*EXCERPTED PASSAGE*:
● ● ● ● ● ● ●

The Board will have sole discretion as to any implementation of, and the exact timing and actual ratio of, the reverse stock split within the range of ratios specified in this proposal and before January 1, 2017. The Board may also determine that the reverse stock split is no longer in the best interests of the Company and its stockholders and decide to abandon the reverse stock split at any time before, during or after the Annual Meeting and prior to its effectiveness, without further action by the stockholders.

 

Potential Effects of Proposed Amendment

 

If our stockholders approve the reverse stock split and the Board effects it, the number of shares of common stock issued and outstanding will be reduced, depending upon the ratio determined by the Board. The reverse stock split will affect all holders of our common stock uniformly and will not affect any stockholder’s percentage ownership interest in the Company, except that as described below in “Fractional Shares,” holders of common stock otherwise entitled to a fractional share as a result of the reverse stock split because they hold a number of shares not evenly divisible by the reverse stock split ratio will, in lieu of a fractional share, be entitled, upon compliance with the applicable procedures described below, to a cash payment.In addition, the reverse stock split will not affect any stockholder’s proportionate voting power (subject to the treatment of fractional shares).

● ● ● ● ● ● ●

*GIVEN MATERIAL*:

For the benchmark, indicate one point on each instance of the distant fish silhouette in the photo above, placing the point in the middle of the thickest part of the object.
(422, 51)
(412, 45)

● ● ● ● ● ● ●

*TO BE DONE*: According to the reverse stock split passage, why would some holders of common stock end up entitled to a fractional share, and what do they get in place of it? Answer in one to three sentences. This material has no connection to the reverse stock split passage.

*EXERCISE RESPONSE*: Some holders would be entitled to a fractional share because they hold a number of shares that is not evenly divisible by the reverse stock split ratio. In place of the fractional share, they are entitled to a cash payment once they comply with the applicable procedures.